= Beginning of Section =

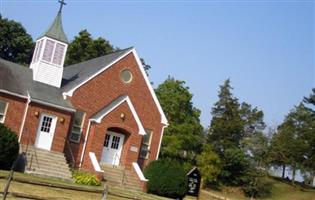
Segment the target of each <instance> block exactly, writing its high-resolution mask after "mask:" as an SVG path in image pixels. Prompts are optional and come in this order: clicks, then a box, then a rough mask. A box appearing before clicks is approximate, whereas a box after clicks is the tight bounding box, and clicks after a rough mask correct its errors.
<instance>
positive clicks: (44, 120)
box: [35, 113, 57, 150]
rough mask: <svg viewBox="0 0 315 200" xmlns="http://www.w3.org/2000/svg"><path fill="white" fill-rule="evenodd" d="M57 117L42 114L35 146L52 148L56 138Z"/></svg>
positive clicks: (46, 114) (38, 146)
mask: <svg viewBox="0 0 315 200" xmlns="http://www.w3.org/2000/svg"><path fill="white" fill-rule="evenodd" d="M56 122H57V117H56V116H53V115H48V114H44V113H43V114H41V116H40V122H39V126H38V129H37V136H36V141H35V146H36V147H37V148H41V149H46V150H50V149H51V145H52V142H53V139H54V134H55V129H56Z"/></svg>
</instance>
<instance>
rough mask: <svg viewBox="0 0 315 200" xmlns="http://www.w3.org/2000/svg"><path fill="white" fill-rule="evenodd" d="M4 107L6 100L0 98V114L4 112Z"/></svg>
mask: <svg viewBox="0 0 315 200" xmlns="http://www.w3.org/2000/svg"><path fill="white" fill-rule="evenodd" d="M6 107H7V102H4V101H1V100H0V113H1V114H4V112H5V108H6Z"/></svg>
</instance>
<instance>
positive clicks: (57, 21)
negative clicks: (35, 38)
mask: <svg viewBox="0 0 315 200" xmlns="http://www.w3.org/2000/svg"><path fill="white" fill-rule="evenodd" d="M43 36H47V37H50V38H53V39H55V40H58V41H61V42H65V43H68V39H67V36H66V34H65V32H64V30H63V27H62V20H61V12H58V14H57V16H56V18H55V20H54V21H53V23H52V24H51V25H50V27H49V28H48V30H47V31H46V32H44V33H43V34H42V35H41V36H40V37H39V38H41V37H43Z"/></svg>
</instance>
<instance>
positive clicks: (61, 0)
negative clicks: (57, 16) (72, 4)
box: [58, 0, 67, 12]
mask: <svg viewBox="0 0 315 200" xmlns="http://www.w3.org/2000/svg"><path fill="white" fill-rule="evenodd" d="M58 2H59V3H60V8H59V12H61V10H62V7H63V5H67V4H66V2H65V1H64V0H58Z"/></svg>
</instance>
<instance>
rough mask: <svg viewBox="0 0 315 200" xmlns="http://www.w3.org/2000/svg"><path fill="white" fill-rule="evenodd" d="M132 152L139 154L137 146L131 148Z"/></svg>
mask: <svg viewBox="0 0 315 200" xmlns="http://www.w3.org/2000/svg"><path fill="white" fill-rule="evenodd" d="M130 151H133V152H136V153H137V152H138V148H137V147H135V146H131V147H130Z"/></svg>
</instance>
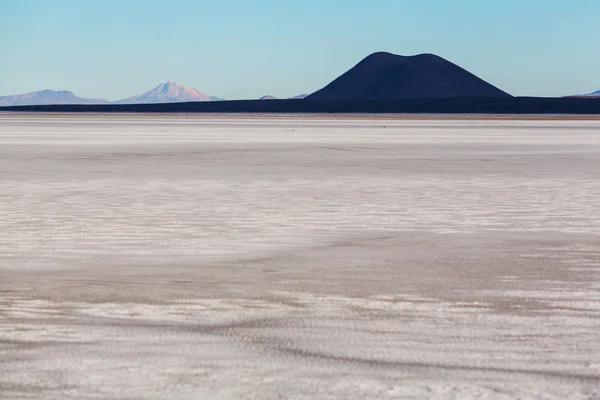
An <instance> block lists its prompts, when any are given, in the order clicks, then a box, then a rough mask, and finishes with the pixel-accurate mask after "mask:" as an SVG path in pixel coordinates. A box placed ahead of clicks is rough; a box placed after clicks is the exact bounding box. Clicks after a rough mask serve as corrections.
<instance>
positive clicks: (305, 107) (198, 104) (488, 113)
mask: <svg viewBox="0 0 600 400" xmlns="http://www.w3.org/2000/svg"><path fill="white" fill-rule="evenodd" d="M2 111H22V112H61V113H69V112H72V113H77V112H91V113H111V112H114V113H311V114H314V113H336V114H352V113H362V114H368V113H372V114H377V113H386V114H400V113H406V114H419V113H423V114H424V113H429V114H600V98H568V97H562V98H545V97H462V98H440V99H404V100H378V101H312V100H307V99H304V100H269V101H263V100H236V101H202V102H191V103H162V104H98V105H92V104H90V105H44V106H20V107H0V112H2Z"/></svg>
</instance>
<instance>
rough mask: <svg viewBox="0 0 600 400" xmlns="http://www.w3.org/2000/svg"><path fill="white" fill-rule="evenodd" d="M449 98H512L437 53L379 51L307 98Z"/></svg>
mask: <svg viewBox="0 0 600 400" xmlns="http://www.w3.org/2000/svg"><path fill="white" fill-rule="evenodd" d="M450 97H510V95H509V94H508V93H505V92H503V91H502V90H500V89H498V88H497V87H495V86H492V85H491V84H489V83H487V82H485V81H484V80H482V79H480V78H478V77H477V76H475V75H473V74H472V73H470V72H469V71H467V70H464V69H463V68H461V67H459V66H458V65H455V64H453V63H451V62H450V61H447V60H445V59H443V58H441V57H438V56H436V55H434V54H420V55H416V56H408V57H406V56H398V55H395V54H390V53H385V52H379V53H373V54H371V55H370V56H368V57H366V58H365V59H363V60H362V61H361V62H359V63H358V64H357V65H356V66H354V67H353V68H352V69H350V70H349V71H347V72H346V73H344V74H343V75H341V76H340V77H339V78H337V79H335V80H334V81H333V82H331V83H330V84H329V85H327V86H325V87H324V88H322V89H321V90H318V91H317V92H315V93H313V94H311V95H309V96H307V97H306V99H308V100H320V101H341V100H355V101H366V100H398V99H416V98H450Z"/></svg>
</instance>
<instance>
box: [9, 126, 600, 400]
mask: <svg viewBox="0 0 600 400" xmlns="http://www.w3.org/2000/svg"><path fill="white" fill-rule="evenodd" d="M0 122H1V124H0V127H1V130H0V171H2V181H1V183H0V185H1V186H0V215H2V219H0V260H2V268H1V269H0V273H1V274H2V279H1V280H0V397H1V398H3V399H7V400H8V399H21V398H44V399H65V398H77V399H83V398H103V399H140V398H143V399H164V398H169V399H190V398H207V399H232V398H235V399H237V398H240V399H247V398H257V399H278V398H282V397H283V398H295V399H338V398H339V399H342V398H343V399H348V398H351V399H367V398H368V399H384V398H426V399H470V398H473V399H475V398H477V399H516V398H521V399H546V400H548V399H557V400H558V399H560V400H563V399H597V398H598V396H600V392H599V390H600V363H599V359H598V354H600V340H598V331H600V312H599V310H600V286H599V282H600V268H599V267H600V264H599V260H600V246H599V242H598V235H599V234H600V203H599V202H598V201H596V200H597V199H598V198H599V197H600V187H599V185H598V181H599V180H600V172H599V171H600V138H599V136H598V134H597V133H598V130H599V129H600V122H599V121H597V120H596V121H594V120H589V121H585V120H580V121H539V120H533V121H527V120H521V121H514V120H498V121H490V120H471V121H465V120H440V119H432V120H411V119H408V120H403V119H396V120H393V119H389V118H382V119H360V118H323V117H314V118H303V119H302V120H298V119H297V117H278V118H274V117H269V118H257V117H254V118H247V117H246V118H242V117H238V118H232V117H227V118H222V117H189V116H188V117H184V116H180V117H168V116H162V117H158V118H156V117H145V118H139V117H131V116H120V117H119V116H117V117H90V116H62V117H61V116H46V117H43V116H33V117H32V116H20V115H16V116H0Z"/></svg>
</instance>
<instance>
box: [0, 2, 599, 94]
mask: <svg viewBox="0 0 600 400" xmlns="http://www.w3.org/2000/svg"><path fill="white" fill-rule="evenodd" d="M599 21H600V1H598V0H489V1H488V0H370V1H368V0H362V1H359V0H294V1H292V0H211V1H203V0H168V1H166V0H163V1H158V0H157V1H152V0H2V3H1V4H0V51H1V53H0V95H7V94H15V93H24V92H28V91H35V90H40V89H46V88H49V89H67V90H72V91H73V92H75V94H77V95H79V96H84V97H104V98H107V99H109V100H116V99H119V98H123V97H128V96H131V95H134V94H138V93H141V92H144V91H146V90H148V89H151V88H152V87H154V86H156V85H157V84H158V83H160V82H162V81H166V80H172V81H176V82H179V83H183V84H185V85H188V86H191V87H195V88H197V89H199V90H200V91H202V92H204V93H207V94H210V95H215V96H219V97H224V98H228V99H234V98H256V97H260V96H262V95H265V94H271V95H274V96H277V97H287V96H293V95H296V94H300V93H306V92H312V91H315V90H317V89H319V88H320V87H322V86H324V85H325V84H327V83H328V82H329V81H331V80H332V79H334V78H335V77H337V76H338V75H340V74H341V73H343V72H345V71H346V70H348V69H349V68H351V67H352V66H353V65H355V64H356V63H357V62H358V61H360V60H361V59H362V58H364V57H365V56H367V55H368V54H370V53H372V52H375V51H380V50H383V51H389V52H392V53H396V54H402V55H412V54H419V53H435V54H438V55H440V56H442V57H444V58H446V59H448V60H450V61H452V62H454V63H456V64H458V65H460V66H462V67H464V68H466V69H468V70H470V71H471V72H473V73H474V74H476V75H478V76H480V77H481V78H483V79H485V80H488V81H489V82H491V83H492V84H494V85H496V86H498V87H500V88H501V89H503V90H506V91H508V92H509V93H511V94H514V95H535V96H561V95H565V94H573V93H582V92H583V93H585V92H591V91H595V90H598V89H600V51H598V49H599V48H600V22H599Z"/></svg>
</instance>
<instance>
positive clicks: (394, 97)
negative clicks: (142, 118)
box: [0, 52, 600, 107]
mask: <svg viewBox="0 0 600 400" xmlns="http://www.w3.org/2000/svg"><path fill="white" fill-rule="evenodd" d="M568 97H591V98H593V97H600V90H599V91H597V92H593V93H590V94H587V95H579V96H568ZM443 98H512V96H511V95H510V94H508V93H506V92H504V91H502V90H500V89H499V88H497V87H496V86H493V85H492V84H490V83H488V82H486V81H484V80H483V79H481V78H479V77H477V76H475V75H474V74H472V73H471V72H469V71H467V70H465V69H463V68H461V67H460V66H458V65H456V64H453V63H452V62H450V61H448V60H445V59H444V58H442V57H439V56H437V55H434V54H418V55H414V56H400V55H395V54H391V53H387V52H377V53H373V54H371V55H369V56H367V57H365V58H364V59H363V60H361V61H360V62H359V63H358V64H356V65H355V66H354V67H352V68H351V69H349V70H348V71H346V72H345V73H343V74H342V75H340V76H339V77H337V78H336V79H334V80H333V81H332V82H331V83H329V84H328V85H326V86H325V87H323V88H322V89H319V90H317V91H316V92H314V93H312V94H310V95H306V94H302V95H298V96H295V97H291V99H306V100H310V101H319V102H324V101H325V102H332V101H333V102H340V101H355V102H356V101H358V102H365V101H396V100H409V99H443ZM220 100H223V99H220V98H217V97H214V96H210V95H207V94H204V93H202V92H200V91H199V90H197V89H193V88H190V87H187V86H184V85H181V84H178V83H175V82H170V81H167V82H164V83H161V84H160V85H158V86H156V87H155V88H153V89H152V90H149V91H147V92H145V93H142V94H140V95H137V96H132V97H128V98H126V99H122V100H117V101H114V102H110V101H108V100H105V99H87V98H82V97H78V96H76V95H74V94H73V93H72V92H70V91H66V90H62V91H53V90H42V91H39V92H31V93H25V94H21V95H14V96H4V97H0V107H2V106H24V105H52V104H65V105H68V104H81V105H87V104H99V105H103V104H123V105H125V104H156V103H183V102H210V101H220ZM259 100H278V99H277V98H275V97H273V96H263V97H261V98H260V99H259ZM282 101H283V100H282Z"/></svg>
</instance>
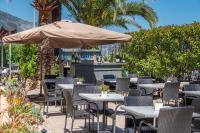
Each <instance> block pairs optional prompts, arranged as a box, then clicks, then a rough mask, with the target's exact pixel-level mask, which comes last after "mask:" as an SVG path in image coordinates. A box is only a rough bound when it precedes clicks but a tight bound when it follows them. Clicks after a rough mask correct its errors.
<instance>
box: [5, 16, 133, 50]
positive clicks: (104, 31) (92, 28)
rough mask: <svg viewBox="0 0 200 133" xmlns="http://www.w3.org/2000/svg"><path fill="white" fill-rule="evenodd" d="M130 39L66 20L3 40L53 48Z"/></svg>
mask: <svg viewBox="0 0 200 133" xmlns="http://www.w3.org/2000/svg"><path fill="white" fill-rule="evenodd" d="M130 39H131V36H130V35H126V34H122V33H118V32H114V31H110V30H106V29H102V28H98V27H94V26H90V25H86V24H82V23H76V22H69V21H66V20H65V21H57V22H54V23H52V24H47V25H44V26H40V27H36V28H33V29H29V30H26V31H22V32H19V33H16V34H12V35H9V36H5V37H4V38H3V42H4V43H15V44H16V43H20V44H33V43H34V44H35V43H36V44H42V45H48V46H49V47H52V48H84V47H95V46H97V45H104V44H111V43H116V42H125V41H129V40H130Z"/></svg>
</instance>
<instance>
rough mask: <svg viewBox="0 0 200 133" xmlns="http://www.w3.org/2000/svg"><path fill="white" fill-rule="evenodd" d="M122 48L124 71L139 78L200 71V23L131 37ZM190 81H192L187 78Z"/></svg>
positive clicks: (190, 74) (142, 33)
mask: <svg viewBox="0 0 200 133" xmlns="http://www.w3.org/2000/svg"><path fill="white" fill-rule="evenodd" d="M131 35H132V36H133V39H132V41H131V42H129V43H128V44H127V45H123V53H124V57H125V60H126V62H127V64H126V65H125V69H127V70H129V72H136V73H138V74H139V75H151V76H159V77H162V78H167V77H169V76H171V75H172V74H173V75H176V76H177V77H179V78H180V79H182V78H183V75H184V73H187V74H188V75H191V72H192V70H194V69H200V23H193V24H191V25H182V26H175V25H172V26H166V27H159V28H154V29H152V30H141V31H140V32H135V33H131ZM188 78H190V77H188Z"/></svg>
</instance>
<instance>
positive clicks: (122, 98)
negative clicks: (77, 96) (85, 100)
mask: <svg viewBox="0 0 200 133" xmlns="http://www.w3.org/2000/svg"><path fill="white" fill-rule="evenodd" d="M79 96H81V97H82V98H84V99H87V100H89V101H106V102H121V101H124V96H123V95H120V94H107V96H101V94H100V93H98V94H88V93H80V94H79Z"/></svg>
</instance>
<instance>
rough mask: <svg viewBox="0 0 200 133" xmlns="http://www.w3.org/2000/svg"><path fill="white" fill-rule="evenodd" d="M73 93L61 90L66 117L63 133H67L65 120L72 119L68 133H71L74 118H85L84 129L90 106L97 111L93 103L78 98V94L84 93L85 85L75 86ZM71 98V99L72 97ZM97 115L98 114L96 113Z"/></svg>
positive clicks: (79, 85) (65, 90)
mask: <svg viewBox="0 0 200 133" xmlns="http://www.w3.org/2000/svg"><path fill="white" fill-rule="evenodd" d="M74 89H75V90H74V91H73V92H70V91H69V90H63V95H64V98H65V102H66V117H65V125H64V133H66V132H69V130H68V129H66V125H67V118H68V116H70V117H71V118H72V123H71V130H70V132H71V133H72V131H73V124H74V119H75V118H76V117H78V118H80V117H84V118H85V127H86V119H87V118H88V119H89V122H90V118H89V115H90V113H89V111H88V110H89V108H90V105H94V106H95V107H96V110H98V106H97V105H96V104H95V103H92V102H89V101H87V100H84V99H82V98H81V97H80V96H79V93H81V92H85V90H86V89H85V85H75V87H74ZM72 96H73V97H72ZM97 115H98V112H97ZM97 130H98V131H99V119H98V117H97Z"/></svg>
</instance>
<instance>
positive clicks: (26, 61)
mask: <svg viewBox="0 0 200 133" xmlns="http://www.w3.org/2000/svg"><path fill="white" fill-rule="evenodd" d="M19 54H20V59H19V66H20V76H21V77H22V78H24V80H25V83H26V80H27V78H35V77H36V76H37V59H38V46H37V45H23V46H21V49H20V52H19Z"/></svg>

= End of Section =

Your assignment: Pull out each line of the records above that contains the string "positive".

Solution to this task:
positive clicks: (44, 120)
positive clicks: (46, 114) (38, 146)
positive clicks: (57, 21)
positive clicks: (61, 0)
positive clicks: (305, 107) (198, 104) (488, 113)
positive clicks: (394, 97)
positive clicks: (104, 31) (92, 28)
positive clicks: (190, 74) (142, 33)
positive clicks: (122, 98)
positive clicks: (79, 85) (65, 90)
positive clicks: (26, 61)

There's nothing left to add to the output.